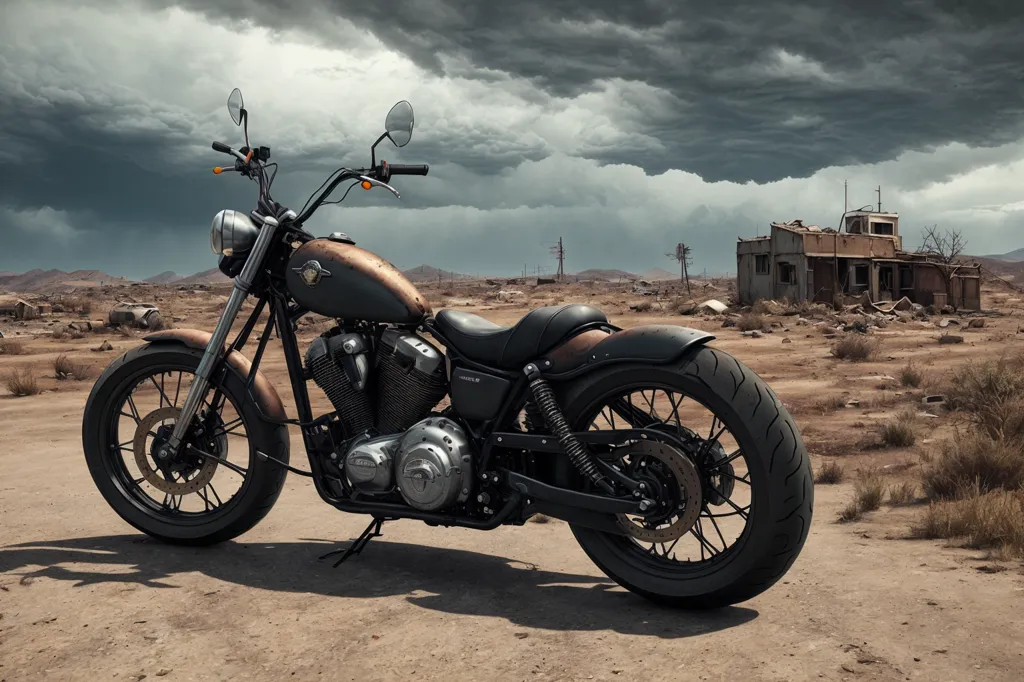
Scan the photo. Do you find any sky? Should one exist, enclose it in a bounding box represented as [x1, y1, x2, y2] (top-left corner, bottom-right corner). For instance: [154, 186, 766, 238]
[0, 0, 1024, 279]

..............................

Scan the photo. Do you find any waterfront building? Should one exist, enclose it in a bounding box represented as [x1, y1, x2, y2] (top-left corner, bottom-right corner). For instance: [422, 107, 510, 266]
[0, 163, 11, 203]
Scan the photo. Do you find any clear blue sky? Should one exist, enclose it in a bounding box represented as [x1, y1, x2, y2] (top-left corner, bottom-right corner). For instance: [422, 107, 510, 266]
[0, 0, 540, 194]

..............................

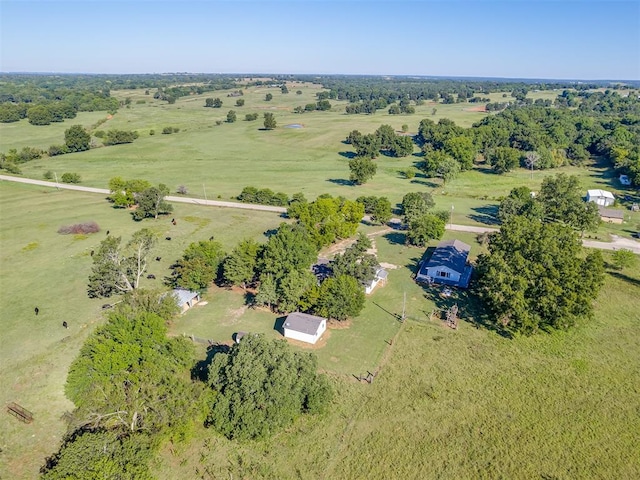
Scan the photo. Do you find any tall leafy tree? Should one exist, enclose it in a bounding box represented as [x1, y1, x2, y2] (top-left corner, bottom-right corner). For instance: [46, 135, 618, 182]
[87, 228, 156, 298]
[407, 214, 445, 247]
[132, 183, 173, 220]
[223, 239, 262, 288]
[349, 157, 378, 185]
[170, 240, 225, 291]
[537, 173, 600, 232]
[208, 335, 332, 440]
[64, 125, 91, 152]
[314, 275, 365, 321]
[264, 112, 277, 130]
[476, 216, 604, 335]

..............................

PROBLEM: Repeat the part of the records above that opens with the line containing "Scan the photo. Do you find any clear" and closes with the line containing "[0, 0, 540, 194]", both of those lines included.

SOLUTION TO THIS TASK:
Scan the photo. Do you find any clear blue sky? Should one exist, enclose it in a bounding box represented as [x1, y1, x2, y2] (top-left corner, bottom-right corner). For instance: [422, 107, 510, 266]
[0, 0, 540, 194]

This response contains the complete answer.